### [PROBLEM STATEMENT]
Render the lines of the items, from the line containing "formatted as [22,33]." through the end of the items, as a Markdown table with the columns Row and Line, numbering each row and omitting blank lines.

## BEGIN SUPPLIED INFORMATION

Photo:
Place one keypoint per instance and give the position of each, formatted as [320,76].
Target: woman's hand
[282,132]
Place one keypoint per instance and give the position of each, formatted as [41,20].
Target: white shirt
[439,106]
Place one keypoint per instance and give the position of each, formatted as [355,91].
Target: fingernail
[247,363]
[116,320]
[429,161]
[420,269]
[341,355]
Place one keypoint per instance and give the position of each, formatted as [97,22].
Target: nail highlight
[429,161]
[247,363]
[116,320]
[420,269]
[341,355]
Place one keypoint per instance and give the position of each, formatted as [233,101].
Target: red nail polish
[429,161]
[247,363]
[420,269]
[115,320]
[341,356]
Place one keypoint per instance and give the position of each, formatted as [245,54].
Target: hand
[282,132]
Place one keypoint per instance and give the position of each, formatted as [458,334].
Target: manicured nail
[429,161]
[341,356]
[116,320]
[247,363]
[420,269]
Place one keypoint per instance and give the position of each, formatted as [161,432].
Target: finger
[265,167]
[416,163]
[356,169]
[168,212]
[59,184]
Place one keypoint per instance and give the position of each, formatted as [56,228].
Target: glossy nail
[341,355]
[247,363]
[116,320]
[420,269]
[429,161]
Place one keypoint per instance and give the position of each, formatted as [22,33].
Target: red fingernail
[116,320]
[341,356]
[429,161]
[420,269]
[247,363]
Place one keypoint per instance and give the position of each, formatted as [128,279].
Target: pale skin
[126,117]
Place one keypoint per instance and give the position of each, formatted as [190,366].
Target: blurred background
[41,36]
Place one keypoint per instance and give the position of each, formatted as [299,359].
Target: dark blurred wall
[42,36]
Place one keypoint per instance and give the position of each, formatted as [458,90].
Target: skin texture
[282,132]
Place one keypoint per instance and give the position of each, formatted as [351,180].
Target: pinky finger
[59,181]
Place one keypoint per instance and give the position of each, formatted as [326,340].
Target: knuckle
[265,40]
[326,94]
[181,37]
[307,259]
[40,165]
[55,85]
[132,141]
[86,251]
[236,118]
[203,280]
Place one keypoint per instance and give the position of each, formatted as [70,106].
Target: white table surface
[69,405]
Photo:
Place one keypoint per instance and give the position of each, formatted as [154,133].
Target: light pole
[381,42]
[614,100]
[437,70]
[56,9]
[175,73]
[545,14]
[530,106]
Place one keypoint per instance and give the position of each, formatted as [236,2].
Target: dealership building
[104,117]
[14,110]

## END SUPPLIED INFORMATION

### [REPLY TO THE TASK]
| Row | Line |
|---|---|
| 1 | Place one keypoint per instance and give the position of each, formatted as [22,33]. |
| 2 | Target: red fingernail |
| 3 | [116,320] |
| 4 | [341,356] |
| 5 | [429,161] |
| 6 | [420,269] |
| 7 | [247,363] |
| 8 | Place one keypoint per instance and give the position of each, formatted as [128,279]. |
| 9 | Target: pale skin |
| 10 | [126,117] |
| 11 | Place one keypoint per instance and give the position of each, formatted as [190,366]. |
| 12 | Target: blurred background |
| 13 | [41,36] |
| 14 | Place one keypoint per instance and give the position of each, formatted as [299,359]. |
| 15 | Target: dark blurred wall |
| 16 | [42,36] |
| 17 | Place one keypoint per instance and give the position of each, formatted as [458,90]. |
| 18 | Target: skin texture |
| 19 | [282,132] |
| 20 | Place one keypoint per instance and give the position of each, formatted as [351,180]. |
| 21 | Target: pinky finger |
| 22 | [59,181] |
| 23 | Place one keypoint per instance and give the position of each, formatted as [326,340]. |
| 24 | Target: knuckle |
| 25 | [265,40] |
| 26 | [326,94] |
| 27 | [181,37] |
| 28 | [307,259] |
| 29 | [40,165] |
| 30 | [55,85] |
| 31 | [132,141] |
| 32 | [86,251] |
| 33 | [236,118] |
| 34 | [203,280] |
| 35 | Place one keypoint per instance and give the position of each, formatted as [70,106]. |
| 36 | Target: white table surface |
| 37 | [69,405] |
| 38 | Photo: |
| 39 | Place one keypoint per instance and give the position of each, formatted as [154,133]. |
| 40 | Target: light pole |
| 41 | [381,42] |
| 42 | [614,100] |
| 43 | [437,70] |
| 44 | [56,9] |
| 45 | [175,73] |
| 46 | [545,14] |
| 47 | [530,106] |
| 48 | Place one keypoint per instance and give the position of each, formatted as [236,2]. |
| 49 | Target: dealership building |
| 50 | [104,117] |
| 51 | [14,110] |